Pointing dataset excerpts
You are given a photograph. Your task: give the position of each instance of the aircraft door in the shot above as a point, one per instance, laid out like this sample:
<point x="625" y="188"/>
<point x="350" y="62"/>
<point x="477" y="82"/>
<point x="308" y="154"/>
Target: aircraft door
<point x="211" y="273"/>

-- Task brief --
Rewrite the entries with every occurrence of "aircraft door" changed to "cabin door", leaving all other text untouched.

-- Complete answer --
You are given a photograph. Your task: give the position of each instance of the cabin door in the shot above as a point, one per instance, laid out like this sample:
<point x="625" y="188"/>
<point x="350" y="62"/>
<point x="477" y="82"/>
<point x="308" y="154"/>
Target: cabin door
<point x="211" y="273"/>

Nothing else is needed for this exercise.